[Begin]
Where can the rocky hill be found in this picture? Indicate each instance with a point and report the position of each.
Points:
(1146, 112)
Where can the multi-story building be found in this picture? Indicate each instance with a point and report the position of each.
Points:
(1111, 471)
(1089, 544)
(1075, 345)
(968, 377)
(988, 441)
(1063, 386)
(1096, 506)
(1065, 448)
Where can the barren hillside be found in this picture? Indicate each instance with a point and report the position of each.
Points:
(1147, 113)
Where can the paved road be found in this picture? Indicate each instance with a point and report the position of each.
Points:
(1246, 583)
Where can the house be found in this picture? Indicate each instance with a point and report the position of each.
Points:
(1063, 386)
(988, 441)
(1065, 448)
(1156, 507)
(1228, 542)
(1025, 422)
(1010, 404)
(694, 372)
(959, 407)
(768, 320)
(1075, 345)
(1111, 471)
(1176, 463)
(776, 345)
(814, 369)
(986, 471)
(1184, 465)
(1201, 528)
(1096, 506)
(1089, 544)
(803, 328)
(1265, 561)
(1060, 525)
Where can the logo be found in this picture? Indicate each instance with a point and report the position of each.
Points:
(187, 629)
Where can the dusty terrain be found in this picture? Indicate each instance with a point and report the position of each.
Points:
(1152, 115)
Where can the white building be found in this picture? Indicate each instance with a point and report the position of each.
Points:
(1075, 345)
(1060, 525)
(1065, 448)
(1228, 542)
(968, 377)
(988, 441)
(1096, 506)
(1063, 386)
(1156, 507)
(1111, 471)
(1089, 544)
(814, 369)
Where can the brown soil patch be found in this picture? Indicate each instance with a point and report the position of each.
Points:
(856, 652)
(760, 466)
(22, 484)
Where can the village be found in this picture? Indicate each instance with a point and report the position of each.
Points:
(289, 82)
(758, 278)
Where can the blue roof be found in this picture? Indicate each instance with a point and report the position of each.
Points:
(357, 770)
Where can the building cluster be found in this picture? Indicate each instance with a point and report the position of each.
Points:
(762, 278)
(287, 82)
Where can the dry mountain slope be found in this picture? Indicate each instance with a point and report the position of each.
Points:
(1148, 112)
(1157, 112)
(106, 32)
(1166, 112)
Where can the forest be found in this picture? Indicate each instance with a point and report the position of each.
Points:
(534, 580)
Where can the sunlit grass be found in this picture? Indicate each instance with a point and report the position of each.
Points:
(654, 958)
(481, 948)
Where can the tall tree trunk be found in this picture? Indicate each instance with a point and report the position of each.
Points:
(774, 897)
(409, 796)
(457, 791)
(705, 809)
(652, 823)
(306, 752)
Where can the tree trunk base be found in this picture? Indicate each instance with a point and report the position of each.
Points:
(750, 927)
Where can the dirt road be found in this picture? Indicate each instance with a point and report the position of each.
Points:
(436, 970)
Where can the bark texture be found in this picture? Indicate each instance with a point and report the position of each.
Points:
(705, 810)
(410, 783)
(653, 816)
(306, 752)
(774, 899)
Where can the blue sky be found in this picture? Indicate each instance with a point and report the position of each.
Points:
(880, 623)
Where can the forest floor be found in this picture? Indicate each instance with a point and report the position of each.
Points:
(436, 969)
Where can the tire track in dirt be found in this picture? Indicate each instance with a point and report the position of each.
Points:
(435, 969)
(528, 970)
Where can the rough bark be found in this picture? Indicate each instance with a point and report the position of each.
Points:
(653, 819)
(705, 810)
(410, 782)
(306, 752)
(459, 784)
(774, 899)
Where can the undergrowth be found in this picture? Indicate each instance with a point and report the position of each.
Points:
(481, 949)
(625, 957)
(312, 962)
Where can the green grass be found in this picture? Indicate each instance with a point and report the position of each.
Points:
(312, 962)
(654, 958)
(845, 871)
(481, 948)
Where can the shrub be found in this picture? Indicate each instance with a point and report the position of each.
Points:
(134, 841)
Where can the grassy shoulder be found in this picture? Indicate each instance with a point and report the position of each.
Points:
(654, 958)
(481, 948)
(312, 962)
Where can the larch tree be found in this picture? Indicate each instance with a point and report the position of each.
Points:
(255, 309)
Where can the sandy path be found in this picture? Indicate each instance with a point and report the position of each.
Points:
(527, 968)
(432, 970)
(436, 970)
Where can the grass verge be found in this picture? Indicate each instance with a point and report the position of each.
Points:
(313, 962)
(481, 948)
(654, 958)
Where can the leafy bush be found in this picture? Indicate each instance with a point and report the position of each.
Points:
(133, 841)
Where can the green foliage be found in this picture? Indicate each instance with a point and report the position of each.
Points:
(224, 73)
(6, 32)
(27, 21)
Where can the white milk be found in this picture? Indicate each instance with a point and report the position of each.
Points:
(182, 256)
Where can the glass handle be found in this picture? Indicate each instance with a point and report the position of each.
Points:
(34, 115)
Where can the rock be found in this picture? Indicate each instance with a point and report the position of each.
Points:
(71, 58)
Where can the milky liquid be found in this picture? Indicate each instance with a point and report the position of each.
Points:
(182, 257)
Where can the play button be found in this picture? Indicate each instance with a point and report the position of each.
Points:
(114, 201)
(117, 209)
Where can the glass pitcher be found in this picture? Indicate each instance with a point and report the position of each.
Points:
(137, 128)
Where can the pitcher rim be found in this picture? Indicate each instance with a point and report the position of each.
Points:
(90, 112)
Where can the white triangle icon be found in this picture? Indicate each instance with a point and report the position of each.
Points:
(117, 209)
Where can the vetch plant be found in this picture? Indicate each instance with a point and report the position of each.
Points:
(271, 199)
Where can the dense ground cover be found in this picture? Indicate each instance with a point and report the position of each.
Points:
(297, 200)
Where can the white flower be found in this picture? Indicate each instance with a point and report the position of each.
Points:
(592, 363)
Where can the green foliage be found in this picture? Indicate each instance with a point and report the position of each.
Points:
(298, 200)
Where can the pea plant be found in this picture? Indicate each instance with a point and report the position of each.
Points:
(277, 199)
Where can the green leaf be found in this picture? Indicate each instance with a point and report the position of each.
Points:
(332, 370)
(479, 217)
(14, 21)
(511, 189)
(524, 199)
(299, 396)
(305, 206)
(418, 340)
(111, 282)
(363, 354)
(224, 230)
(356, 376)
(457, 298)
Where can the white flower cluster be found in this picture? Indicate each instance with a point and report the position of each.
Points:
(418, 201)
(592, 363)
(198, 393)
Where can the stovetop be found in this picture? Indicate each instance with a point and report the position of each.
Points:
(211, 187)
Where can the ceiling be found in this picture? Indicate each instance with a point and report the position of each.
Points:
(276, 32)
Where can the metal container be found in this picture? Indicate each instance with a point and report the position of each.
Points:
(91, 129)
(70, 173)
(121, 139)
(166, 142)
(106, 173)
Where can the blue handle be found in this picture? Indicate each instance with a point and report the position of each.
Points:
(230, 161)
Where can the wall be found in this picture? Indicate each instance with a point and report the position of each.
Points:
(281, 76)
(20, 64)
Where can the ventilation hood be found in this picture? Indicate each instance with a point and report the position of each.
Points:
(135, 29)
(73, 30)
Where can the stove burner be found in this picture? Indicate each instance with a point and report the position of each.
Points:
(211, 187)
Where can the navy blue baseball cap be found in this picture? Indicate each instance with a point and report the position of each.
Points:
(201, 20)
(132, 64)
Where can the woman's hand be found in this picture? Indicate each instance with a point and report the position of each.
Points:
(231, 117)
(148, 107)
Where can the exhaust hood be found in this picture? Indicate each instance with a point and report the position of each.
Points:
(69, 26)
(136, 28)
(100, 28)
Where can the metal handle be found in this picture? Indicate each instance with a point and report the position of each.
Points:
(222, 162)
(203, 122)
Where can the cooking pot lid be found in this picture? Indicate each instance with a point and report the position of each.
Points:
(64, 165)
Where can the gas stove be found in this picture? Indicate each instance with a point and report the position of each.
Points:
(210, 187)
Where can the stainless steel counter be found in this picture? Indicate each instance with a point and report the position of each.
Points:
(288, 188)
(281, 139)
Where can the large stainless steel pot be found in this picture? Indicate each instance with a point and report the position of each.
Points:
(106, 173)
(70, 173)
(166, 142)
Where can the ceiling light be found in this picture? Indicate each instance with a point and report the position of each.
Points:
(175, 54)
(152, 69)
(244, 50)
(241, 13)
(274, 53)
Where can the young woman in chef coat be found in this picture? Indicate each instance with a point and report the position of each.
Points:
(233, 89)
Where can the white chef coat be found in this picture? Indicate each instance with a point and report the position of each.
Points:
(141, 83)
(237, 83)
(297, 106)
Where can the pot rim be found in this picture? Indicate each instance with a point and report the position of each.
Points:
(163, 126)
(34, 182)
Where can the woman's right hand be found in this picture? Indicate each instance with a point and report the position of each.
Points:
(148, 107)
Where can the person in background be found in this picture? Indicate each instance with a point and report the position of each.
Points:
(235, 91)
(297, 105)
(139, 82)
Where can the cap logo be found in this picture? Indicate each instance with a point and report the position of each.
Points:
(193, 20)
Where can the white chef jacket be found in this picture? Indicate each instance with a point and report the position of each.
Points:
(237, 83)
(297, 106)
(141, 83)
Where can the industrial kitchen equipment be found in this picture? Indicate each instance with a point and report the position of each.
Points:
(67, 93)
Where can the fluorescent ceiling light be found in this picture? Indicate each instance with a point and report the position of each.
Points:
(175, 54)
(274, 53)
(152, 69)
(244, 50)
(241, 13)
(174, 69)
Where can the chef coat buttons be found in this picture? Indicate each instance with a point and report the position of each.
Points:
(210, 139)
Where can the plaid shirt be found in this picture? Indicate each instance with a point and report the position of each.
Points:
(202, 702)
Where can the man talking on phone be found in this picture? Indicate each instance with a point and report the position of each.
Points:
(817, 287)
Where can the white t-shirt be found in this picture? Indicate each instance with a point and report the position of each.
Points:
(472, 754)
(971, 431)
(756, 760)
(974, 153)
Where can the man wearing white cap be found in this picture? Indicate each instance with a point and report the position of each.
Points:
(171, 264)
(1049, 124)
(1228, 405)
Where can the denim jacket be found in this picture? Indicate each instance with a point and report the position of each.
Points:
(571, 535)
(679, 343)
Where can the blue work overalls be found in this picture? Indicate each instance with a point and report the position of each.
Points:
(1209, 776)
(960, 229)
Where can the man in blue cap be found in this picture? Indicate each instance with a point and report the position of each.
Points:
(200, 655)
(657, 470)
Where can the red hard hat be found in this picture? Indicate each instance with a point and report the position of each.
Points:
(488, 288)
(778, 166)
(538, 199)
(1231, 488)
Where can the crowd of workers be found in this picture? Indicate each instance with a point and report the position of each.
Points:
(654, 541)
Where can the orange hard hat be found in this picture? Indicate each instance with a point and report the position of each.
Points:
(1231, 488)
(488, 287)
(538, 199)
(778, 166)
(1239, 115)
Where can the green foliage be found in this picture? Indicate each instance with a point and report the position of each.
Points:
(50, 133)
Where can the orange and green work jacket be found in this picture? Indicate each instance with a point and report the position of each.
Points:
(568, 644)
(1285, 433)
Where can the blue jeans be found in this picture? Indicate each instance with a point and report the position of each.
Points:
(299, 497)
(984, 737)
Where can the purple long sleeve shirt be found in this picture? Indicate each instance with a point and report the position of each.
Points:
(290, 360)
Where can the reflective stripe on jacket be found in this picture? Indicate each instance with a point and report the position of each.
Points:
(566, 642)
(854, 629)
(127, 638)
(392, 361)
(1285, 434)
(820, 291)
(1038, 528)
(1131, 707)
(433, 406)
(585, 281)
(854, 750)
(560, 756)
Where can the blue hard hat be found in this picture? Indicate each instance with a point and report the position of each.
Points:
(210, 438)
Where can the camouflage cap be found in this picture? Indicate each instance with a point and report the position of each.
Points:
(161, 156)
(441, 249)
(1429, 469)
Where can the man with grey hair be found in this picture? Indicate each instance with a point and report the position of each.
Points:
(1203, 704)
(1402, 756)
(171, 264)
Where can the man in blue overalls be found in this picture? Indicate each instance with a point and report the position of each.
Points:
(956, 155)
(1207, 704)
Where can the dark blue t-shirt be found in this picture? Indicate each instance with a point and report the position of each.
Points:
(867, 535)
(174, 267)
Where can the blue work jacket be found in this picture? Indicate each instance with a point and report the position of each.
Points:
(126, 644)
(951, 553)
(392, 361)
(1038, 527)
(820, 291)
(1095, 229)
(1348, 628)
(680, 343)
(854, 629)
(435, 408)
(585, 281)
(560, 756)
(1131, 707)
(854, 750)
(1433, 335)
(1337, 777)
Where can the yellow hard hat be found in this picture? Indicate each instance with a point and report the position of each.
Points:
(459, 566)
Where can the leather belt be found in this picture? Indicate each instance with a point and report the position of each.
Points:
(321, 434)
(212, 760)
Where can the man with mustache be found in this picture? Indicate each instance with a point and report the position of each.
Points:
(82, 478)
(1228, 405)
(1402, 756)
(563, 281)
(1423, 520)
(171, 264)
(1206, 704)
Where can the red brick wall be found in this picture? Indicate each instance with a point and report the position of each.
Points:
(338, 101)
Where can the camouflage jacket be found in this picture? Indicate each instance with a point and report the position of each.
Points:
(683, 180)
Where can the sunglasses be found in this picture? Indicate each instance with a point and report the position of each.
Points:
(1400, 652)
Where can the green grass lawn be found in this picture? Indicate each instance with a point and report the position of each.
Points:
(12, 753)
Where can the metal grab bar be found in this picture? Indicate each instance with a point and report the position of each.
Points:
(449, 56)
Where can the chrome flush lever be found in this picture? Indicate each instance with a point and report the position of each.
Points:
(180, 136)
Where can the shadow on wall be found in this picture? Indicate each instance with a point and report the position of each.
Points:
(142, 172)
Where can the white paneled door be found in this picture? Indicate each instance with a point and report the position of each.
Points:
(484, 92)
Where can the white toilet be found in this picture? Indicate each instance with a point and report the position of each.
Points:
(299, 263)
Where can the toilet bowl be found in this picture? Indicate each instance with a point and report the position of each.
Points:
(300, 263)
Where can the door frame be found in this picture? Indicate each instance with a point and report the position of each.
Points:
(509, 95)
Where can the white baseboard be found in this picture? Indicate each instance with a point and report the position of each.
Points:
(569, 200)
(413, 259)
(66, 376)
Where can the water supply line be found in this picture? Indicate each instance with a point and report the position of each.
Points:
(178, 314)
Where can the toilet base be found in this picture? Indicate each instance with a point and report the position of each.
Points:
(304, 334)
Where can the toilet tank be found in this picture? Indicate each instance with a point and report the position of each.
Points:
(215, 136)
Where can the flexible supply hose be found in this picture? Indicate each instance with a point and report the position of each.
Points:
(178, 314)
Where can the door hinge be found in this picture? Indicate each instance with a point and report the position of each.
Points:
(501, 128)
[End]
WHAT YOU WILL DO | Rewrite the records starting at the line containing "Where can the logo" and ending at the line containing "(1152, 115)", replacing "dusty terrain" with "sandy ground" and leaving everything else unchanged.

ANSWER TO THIS EXERCISE |
Where can the logo be found in this picture? Indicate each instance with a point and report the position of each.
Points:
(187, 629)
Where can the sandy ground be found in this picture? Indicate each instance with a point and report the position of each.
Points:
(1152, 115)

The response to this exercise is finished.